Data for the task
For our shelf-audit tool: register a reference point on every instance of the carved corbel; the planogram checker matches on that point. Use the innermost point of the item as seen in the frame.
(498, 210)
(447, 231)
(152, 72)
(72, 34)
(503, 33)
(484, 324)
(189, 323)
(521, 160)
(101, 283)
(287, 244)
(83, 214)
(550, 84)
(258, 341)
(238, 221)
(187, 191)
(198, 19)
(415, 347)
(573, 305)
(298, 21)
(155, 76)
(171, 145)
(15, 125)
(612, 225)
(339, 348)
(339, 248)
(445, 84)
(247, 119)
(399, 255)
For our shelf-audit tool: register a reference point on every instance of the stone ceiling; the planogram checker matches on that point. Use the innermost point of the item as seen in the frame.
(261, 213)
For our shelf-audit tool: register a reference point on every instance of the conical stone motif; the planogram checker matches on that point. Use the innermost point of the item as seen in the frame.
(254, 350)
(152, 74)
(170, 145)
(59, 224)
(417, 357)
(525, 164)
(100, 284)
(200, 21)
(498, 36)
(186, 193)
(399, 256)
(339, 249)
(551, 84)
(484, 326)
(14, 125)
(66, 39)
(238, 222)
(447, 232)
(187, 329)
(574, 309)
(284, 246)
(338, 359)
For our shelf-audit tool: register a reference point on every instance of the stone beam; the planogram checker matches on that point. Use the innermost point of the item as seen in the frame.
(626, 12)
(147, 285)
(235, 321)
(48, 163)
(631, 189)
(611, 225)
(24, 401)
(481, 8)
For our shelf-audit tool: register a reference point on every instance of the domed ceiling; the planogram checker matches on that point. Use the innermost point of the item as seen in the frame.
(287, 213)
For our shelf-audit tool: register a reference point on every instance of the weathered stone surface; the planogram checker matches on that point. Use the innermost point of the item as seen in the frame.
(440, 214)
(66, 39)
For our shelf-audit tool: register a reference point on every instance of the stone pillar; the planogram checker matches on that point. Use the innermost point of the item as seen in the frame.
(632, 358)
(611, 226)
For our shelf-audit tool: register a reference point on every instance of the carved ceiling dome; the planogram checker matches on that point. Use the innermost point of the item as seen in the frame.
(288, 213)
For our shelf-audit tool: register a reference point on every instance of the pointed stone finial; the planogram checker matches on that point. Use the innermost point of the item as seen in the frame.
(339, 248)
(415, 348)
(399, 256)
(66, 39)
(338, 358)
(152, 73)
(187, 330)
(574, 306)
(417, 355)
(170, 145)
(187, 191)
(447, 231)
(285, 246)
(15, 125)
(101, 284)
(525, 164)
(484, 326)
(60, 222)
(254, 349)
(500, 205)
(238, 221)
==
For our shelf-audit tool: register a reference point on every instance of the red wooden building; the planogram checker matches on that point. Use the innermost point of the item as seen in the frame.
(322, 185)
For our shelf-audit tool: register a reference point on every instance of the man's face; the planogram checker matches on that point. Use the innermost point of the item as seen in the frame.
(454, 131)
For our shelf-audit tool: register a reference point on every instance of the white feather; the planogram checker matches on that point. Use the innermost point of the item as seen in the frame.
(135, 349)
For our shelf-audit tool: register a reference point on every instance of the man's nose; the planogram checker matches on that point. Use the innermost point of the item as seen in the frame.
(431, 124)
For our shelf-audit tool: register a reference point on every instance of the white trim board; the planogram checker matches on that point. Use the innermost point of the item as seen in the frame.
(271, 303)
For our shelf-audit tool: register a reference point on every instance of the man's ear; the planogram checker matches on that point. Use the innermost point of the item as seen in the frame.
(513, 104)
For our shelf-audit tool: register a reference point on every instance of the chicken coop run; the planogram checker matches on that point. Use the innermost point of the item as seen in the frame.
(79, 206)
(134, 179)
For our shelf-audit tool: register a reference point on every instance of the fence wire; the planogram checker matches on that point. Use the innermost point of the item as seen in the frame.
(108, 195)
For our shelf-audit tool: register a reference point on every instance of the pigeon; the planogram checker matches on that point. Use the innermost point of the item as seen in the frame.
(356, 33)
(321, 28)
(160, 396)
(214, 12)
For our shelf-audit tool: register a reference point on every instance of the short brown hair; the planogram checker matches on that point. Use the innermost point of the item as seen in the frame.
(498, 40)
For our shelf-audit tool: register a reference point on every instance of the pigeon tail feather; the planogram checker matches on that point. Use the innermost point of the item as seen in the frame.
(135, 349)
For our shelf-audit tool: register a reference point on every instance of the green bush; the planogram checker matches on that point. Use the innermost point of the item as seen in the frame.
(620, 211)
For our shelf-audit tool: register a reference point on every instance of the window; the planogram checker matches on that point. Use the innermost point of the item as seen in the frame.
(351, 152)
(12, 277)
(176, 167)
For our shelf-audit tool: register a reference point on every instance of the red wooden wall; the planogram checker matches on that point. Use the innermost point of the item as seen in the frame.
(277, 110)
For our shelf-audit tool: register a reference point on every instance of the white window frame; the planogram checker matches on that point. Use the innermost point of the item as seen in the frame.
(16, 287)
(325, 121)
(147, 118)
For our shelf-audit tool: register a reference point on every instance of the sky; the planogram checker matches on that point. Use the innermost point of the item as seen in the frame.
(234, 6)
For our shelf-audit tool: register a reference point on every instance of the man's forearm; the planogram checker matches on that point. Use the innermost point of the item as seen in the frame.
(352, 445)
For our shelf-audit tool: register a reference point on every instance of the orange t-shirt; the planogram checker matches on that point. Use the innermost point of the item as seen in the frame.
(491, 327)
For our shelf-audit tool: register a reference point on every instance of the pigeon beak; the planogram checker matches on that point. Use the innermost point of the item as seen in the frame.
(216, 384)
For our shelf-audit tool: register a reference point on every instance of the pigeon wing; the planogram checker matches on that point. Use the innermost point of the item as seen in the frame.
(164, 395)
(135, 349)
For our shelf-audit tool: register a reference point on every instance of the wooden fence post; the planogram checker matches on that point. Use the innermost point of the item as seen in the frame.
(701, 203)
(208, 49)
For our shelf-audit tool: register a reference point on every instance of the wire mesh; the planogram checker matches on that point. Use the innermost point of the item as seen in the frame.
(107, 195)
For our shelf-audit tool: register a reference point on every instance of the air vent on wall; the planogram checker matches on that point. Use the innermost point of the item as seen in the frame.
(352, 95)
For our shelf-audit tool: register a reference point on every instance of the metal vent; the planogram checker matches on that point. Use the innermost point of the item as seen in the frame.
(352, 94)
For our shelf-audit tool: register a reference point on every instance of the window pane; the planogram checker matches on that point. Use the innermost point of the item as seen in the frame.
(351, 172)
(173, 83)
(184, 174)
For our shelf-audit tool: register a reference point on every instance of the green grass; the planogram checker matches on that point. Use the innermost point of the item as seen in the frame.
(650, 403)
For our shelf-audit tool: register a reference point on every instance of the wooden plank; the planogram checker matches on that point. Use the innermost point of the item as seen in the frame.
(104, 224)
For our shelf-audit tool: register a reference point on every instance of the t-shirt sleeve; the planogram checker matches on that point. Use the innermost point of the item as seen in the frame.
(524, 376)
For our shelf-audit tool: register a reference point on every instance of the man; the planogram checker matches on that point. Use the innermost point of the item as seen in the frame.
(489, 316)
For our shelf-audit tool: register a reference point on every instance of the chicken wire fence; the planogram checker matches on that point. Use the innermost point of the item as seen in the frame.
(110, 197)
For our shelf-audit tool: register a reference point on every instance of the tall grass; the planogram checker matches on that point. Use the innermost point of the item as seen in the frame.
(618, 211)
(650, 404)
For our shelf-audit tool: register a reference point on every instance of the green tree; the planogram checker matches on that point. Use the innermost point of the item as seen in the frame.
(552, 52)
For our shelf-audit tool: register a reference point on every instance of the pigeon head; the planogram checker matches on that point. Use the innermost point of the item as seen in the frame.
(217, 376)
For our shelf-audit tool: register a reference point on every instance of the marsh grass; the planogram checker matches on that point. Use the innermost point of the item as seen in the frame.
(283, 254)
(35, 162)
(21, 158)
---
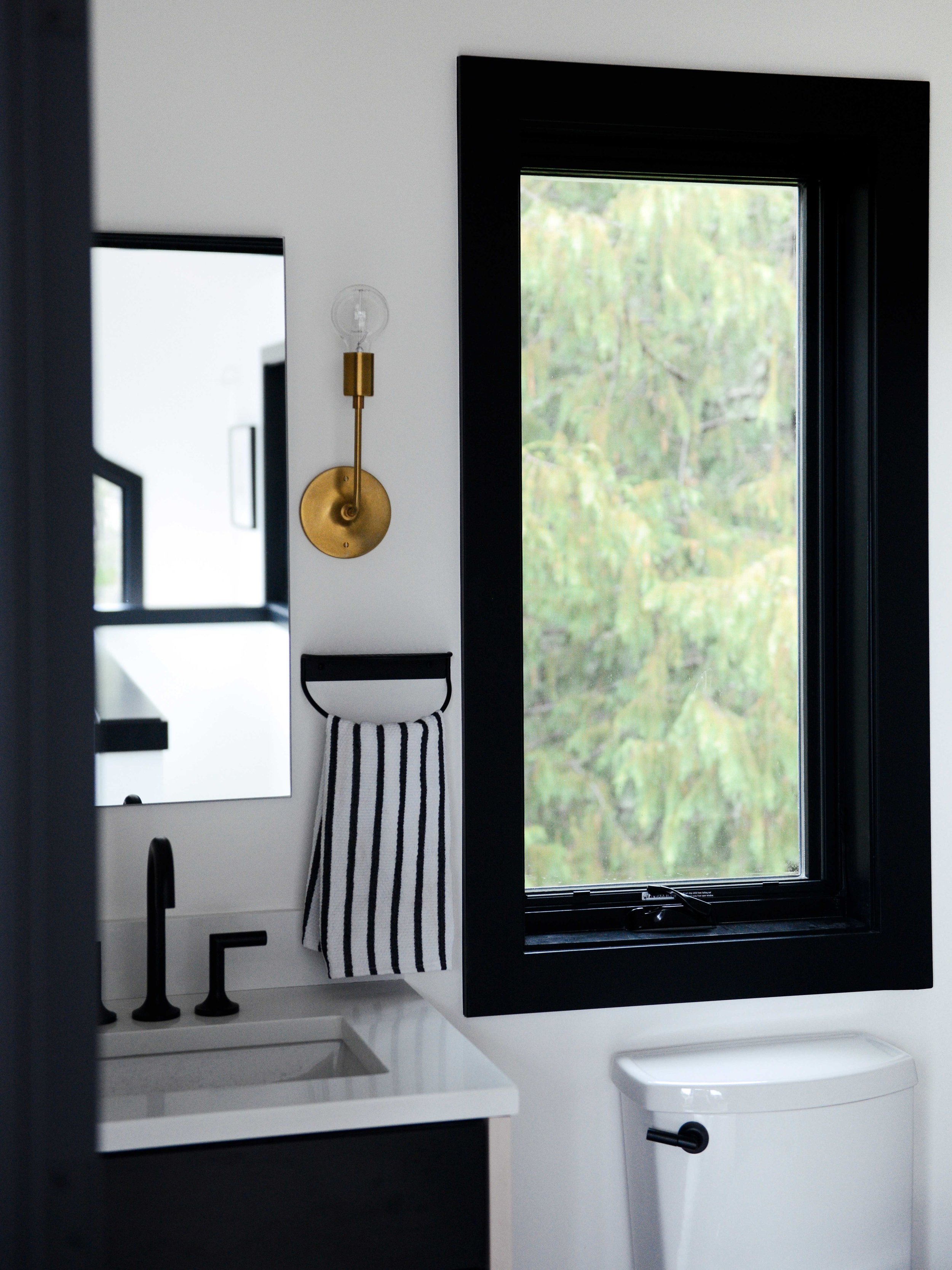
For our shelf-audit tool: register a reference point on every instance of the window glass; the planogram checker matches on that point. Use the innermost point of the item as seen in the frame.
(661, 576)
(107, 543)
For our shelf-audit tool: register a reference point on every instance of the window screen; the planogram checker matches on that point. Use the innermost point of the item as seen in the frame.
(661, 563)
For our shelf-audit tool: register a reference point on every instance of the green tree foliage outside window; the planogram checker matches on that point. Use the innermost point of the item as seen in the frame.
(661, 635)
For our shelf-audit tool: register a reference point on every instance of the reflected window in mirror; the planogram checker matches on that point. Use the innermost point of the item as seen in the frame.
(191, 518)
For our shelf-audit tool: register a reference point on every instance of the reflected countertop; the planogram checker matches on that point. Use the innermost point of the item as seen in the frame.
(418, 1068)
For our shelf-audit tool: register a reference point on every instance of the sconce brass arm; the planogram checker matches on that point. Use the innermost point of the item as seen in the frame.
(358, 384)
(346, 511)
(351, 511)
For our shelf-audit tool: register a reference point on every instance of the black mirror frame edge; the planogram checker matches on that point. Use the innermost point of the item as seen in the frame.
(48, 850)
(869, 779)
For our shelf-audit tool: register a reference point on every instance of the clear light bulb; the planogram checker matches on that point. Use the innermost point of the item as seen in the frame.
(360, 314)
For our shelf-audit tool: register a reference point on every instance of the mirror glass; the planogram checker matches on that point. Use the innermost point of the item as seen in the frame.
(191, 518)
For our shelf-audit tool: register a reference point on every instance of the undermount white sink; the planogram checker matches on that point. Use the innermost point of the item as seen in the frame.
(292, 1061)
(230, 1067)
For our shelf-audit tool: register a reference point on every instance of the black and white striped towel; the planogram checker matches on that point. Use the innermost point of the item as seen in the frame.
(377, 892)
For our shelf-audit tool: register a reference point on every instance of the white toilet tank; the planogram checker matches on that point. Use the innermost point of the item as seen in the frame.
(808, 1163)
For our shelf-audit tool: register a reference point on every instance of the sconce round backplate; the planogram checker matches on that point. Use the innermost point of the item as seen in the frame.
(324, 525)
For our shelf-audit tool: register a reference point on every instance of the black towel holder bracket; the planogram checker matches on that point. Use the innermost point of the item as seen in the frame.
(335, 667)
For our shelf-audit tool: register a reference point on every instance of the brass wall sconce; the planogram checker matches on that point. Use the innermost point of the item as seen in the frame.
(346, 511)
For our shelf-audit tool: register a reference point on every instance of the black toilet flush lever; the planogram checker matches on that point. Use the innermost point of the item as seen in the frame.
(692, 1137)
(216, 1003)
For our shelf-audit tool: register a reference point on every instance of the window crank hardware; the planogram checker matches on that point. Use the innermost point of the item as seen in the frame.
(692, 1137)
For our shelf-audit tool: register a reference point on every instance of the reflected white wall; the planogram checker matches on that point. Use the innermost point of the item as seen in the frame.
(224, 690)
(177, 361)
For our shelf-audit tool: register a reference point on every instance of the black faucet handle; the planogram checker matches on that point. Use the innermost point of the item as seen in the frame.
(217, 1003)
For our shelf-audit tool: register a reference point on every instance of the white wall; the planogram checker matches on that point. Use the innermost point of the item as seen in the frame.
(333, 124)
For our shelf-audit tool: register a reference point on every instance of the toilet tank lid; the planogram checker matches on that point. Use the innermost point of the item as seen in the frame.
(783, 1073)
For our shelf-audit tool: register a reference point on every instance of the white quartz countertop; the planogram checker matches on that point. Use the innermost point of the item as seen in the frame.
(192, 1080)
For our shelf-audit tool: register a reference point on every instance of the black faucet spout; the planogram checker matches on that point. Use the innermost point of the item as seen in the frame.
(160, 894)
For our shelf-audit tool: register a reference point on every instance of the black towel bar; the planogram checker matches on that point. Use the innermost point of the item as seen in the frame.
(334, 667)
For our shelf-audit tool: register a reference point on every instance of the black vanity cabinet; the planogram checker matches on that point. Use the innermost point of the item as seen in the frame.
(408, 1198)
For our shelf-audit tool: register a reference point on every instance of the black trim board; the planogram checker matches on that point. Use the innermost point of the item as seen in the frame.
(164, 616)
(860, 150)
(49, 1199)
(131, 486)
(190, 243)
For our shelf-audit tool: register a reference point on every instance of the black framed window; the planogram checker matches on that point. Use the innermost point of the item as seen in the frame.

What the task asks
Copy out the records word for word, starting at the line that has "of the toilet" and stopping after the line that has "(783, 1073)".

Exercise response
For our shelf-audit tool: register a reference point on every instance of the toilet tank lid; the planogram checker matches on that point. Use the innermost point of the item as seen in the frame.
(783, 1073)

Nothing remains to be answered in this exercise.